== INFORMATION GIVEN ==
----

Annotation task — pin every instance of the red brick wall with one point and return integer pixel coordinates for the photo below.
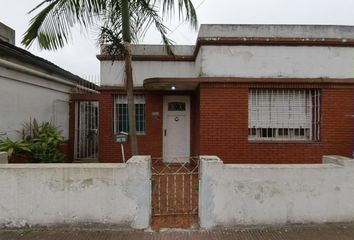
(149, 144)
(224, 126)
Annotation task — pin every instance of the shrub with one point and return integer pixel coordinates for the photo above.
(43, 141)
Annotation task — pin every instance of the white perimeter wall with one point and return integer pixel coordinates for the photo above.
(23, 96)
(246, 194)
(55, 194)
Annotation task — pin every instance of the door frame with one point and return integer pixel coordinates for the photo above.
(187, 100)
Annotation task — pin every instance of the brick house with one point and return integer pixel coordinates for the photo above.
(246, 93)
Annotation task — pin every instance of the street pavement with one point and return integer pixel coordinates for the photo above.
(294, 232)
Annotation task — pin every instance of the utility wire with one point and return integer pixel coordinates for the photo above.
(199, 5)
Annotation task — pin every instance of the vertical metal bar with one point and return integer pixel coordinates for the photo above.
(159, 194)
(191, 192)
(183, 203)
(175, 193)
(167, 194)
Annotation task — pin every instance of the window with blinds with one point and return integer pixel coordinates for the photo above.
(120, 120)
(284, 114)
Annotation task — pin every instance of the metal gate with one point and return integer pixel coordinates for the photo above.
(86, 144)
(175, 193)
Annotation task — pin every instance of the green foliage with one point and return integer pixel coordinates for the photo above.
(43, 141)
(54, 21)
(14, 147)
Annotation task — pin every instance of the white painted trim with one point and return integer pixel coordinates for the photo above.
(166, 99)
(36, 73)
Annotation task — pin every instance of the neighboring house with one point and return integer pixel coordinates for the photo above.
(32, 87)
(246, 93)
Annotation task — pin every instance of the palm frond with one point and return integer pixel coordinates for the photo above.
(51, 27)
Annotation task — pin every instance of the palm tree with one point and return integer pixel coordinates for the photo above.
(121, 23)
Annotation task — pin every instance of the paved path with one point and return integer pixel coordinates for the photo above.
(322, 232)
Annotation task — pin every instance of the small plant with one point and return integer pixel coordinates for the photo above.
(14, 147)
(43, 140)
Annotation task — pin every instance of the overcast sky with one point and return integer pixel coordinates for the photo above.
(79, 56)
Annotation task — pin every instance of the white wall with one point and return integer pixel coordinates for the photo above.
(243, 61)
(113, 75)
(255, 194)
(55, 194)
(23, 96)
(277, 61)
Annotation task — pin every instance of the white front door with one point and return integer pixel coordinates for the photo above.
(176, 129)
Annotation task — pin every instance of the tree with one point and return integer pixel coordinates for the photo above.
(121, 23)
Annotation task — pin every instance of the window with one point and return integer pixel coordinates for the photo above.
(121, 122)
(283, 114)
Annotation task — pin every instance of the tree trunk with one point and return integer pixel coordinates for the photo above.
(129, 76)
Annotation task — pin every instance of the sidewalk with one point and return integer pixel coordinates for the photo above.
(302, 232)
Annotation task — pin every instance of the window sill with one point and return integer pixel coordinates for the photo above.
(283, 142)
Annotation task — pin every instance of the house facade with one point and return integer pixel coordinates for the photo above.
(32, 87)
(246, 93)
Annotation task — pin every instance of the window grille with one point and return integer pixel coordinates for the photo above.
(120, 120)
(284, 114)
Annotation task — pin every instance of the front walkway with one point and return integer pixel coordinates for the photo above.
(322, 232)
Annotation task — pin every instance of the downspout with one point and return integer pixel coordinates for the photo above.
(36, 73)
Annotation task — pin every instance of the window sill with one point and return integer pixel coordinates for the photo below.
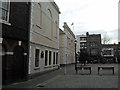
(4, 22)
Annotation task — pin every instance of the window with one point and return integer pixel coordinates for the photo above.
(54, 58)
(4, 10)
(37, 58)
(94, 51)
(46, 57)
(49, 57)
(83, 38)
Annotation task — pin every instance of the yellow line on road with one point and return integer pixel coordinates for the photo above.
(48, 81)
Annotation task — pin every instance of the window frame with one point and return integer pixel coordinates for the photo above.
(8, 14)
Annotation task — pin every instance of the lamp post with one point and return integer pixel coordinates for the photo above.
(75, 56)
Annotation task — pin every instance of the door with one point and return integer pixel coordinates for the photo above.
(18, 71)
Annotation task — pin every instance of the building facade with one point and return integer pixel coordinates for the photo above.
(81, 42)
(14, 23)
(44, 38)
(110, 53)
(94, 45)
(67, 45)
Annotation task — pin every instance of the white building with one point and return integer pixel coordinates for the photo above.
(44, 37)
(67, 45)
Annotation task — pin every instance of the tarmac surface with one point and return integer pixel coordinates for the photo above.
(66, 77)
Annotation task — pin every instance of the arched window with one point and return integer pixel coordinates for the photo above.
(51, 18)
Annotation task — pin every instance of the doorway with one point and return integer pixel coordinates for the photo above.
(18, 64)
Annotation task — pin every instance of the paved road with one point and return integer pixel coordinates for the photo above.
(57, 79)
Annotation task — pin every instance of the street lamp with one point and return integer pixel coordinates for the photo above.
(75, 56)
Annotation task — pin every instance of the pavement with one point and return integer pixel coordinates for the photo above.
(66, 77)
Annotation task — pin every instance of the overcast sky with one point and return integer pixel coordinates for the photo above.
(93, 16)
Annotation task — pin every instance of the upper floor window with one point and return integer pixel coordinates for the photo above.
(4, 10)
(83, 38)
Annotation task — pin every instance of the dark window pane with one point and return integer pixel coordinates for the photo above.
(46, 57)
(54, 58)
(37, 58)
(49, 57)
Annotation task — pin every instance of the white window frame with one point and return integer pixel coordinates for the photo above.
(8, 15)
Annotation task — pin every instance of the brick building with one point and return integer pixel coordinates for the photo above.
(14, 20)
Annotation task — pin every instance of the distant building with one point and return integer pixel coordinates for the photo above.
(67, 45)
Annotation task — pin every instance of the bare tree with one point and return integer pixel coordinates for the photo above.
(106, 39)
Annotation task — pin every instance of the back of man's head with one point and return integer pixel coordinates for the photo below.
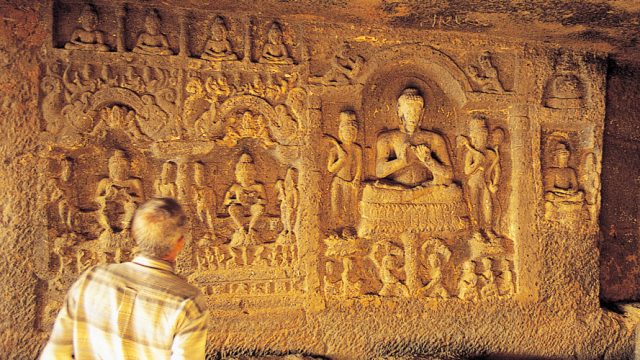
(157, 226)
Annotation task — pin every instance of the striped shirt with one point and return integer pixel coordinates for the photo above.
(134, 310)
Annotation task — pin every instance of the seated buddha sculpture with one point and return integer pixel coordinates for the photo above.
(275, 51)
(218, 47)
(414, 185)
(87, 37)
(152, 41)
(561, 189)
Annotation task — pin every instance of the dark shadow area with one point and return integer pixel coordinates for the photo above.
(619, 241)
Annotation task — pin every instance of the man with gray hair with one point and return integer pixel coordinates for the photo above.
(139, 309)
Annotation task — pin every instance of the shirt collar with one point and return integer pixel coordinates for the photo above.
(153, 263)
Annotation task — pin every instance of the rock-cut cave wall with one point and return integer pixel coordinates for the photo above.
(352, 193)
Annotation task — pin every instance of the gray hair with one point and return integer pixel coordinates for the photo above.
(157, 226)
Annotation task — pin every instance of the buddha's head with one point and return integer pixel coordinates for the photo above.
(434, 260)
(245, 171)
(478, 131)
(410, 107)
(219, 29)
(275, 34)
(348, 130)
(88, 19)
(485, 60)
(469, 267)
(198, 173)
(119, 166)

----

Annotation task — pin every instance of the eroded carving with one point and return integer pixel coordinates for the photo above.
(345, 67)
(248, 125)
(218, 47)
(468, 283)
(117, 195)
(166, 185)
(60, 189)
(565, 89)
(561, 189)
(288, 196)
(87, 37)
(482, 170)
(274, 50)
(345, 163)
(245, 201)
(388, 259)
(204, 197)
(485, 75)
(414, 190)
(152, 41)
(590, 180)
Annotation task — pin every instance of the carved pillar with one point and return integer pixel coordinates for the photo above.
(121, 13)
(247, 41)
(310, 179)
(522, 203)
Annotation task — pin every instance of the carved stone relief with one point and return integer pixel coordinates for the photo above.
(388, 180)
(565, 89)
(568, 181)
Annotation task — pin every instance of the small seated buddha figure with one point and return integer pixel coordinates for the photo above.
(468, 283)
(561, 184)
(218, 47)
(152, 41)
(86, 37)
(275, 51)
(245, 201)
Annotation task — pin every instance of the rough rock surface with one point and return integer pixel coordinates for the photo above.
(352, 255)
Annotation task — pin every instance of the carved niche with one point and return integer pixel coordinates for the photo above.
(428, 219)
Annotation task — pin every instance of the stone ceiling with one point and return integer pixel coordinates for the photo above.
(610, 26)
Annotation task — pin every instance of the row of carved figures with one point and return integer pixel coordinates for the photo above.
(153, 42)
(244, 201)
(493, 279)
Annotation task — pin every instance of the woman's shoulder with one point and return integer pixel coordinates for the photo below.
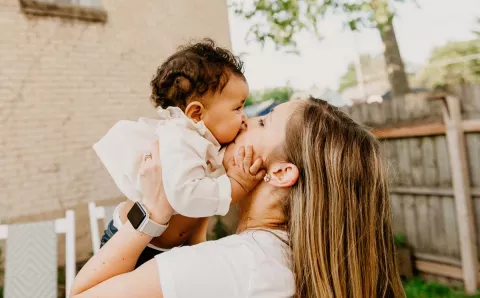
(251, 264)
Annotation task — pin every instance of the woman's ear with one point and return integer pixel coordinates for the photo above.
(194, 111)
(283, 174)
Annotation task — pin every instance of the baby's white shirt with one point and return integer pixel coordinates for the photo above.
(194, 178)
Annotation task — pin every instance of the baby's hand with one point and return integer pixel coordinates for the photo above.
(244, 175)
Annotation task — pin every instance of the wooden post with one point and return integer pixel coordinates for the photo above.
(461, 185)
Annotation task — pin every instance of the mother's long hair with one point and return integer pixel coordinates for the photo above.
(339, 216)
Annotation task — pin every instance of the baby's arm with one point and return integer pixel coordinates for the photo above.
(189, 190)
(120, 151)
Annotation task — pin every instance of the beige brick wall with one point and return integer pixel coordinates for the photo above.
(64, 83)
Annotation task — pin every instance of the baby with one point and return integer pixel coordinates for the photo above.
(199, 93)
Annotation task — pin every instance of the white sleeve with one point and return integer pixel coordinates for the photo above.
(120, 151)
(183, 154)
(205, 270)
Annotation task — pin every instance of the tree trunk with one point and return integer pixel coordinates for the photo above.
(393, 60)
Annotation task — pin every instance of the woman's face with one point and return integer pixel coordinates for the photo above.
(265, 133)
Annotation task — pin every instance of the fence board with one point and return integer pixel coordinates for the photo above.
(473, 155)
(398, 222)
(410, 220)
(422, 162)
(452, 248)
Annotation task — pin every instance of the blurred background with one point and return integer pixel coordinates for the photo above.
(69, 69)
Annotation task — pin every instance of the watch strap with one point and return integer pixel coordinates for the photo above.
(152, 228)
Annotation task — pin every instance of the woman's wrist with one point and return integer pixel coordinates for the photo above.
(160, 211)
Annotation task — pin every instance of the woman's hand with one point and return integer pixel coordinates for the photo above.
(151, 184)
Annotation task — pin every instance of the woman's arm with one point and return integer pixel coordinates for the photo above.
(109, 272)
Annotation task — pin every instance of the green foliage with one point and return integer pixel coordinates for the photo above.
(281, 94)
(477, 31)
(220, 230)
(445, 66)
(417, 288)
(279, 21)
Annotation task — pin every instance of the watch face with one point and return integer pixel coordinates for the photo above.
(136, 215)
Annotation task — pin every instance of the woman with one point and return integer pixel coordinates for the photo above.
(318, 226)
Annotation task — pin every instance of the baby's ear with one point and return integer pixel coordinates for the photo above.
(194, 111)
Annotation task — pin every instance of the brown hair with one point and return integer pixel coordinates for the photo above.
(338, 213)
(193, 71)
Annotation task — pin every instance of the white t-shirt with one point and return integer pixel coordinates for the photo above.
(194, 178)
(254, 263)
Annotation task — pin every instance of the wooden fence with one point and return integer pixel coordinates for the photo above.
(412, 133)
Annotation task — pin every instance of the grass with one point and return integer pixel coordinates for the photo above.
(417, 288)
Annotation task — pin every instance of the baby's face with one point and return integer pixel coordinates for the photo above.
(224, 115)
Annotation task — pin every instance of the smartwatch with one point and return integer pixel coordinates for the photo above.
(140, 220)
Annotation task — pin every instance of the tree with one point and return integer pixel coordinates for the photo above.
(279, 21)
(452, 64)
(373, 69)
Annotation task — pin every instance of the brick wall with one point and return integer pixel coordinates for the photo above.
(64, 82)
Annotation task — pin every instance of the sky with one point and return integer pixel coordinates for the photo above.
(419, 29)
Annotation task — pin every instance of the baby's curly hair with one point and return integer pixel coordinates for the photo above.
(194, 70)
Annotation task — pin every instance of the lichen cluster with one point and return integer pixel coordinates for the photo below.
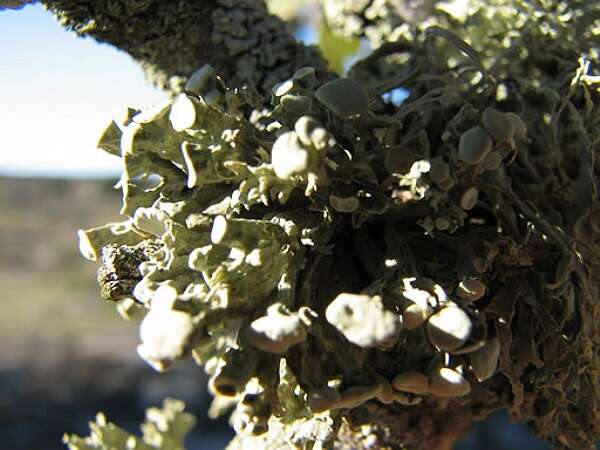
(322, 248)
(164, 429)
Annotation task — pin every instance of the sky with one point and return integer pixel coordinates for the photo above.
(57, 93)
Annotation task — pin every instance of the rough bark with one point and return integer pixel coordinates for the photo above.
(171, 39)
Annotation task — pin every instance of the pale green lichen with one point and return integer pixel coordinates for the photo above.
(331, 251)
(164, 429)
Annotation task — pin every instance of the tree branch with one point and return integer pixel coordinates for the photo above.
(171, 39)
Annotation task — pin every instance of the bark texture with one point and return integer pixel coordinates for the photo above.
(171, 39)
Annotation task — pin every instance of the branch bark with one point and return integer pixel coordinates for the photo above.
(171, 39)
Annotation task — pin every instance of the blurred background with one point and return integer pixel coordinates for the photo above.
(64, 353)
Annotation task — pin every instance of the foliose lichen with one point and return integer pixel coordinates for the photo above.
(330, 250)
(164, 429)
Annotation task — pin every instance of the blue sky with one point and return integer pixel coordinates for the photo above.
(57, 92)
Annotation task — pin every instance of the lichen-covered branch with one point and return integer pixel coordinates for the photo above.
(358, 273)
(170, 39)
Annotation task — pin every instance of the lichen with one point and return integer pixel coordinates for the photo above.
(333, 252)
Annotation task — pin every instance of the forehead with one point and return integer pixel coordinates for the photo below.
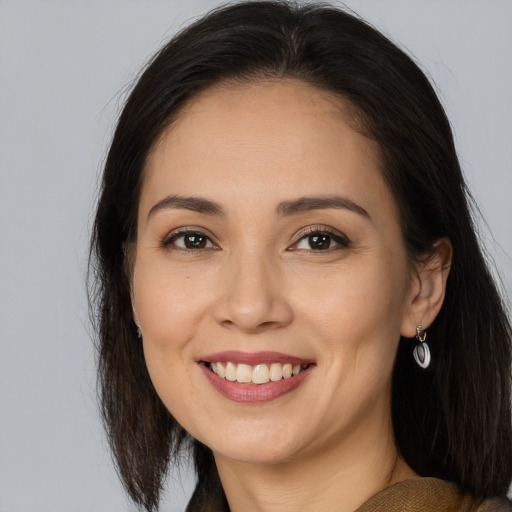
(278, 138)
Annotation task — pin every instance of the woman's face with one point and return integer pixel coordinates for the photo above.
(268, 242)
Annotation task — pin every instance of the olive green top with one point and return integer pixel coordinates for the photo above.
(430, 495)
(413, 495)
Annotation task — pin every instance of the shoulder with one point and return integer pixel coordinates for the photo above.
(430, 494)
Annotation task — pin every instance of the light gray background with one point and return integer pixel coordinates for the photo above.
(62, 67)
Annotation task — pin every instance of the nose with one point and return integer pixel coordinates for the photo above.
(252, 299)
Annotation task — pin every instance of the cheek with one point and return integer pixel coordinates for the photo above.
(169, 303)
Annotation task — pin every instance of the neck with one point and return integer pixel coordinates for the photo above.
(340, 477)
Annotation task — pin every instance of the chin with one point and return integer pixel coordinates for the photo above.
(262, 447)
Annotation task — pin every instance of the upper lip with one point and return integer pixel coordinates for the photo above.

----

== WORK TO BE COMPLETED ==
Beginning with the line holding "Annotation task — pin every instance of the neck" and ending with the line holding "Annotation task — pin every instance of the upper lip", write out the stretch of material above exactly; add no further lines.

== RESULT OF THE TASK ==
Annotation task — pin every instance of the neck with one point and return integer pixel coordinates for the photo above.
(340, 477)
Annotation task — pin every instance of the chin with one point and return integer pixel coordinates for the photo above.
(262, 447)
Annotation task — pin every instance of the upper lip with one point and return integer pixel coordinates for the photo above.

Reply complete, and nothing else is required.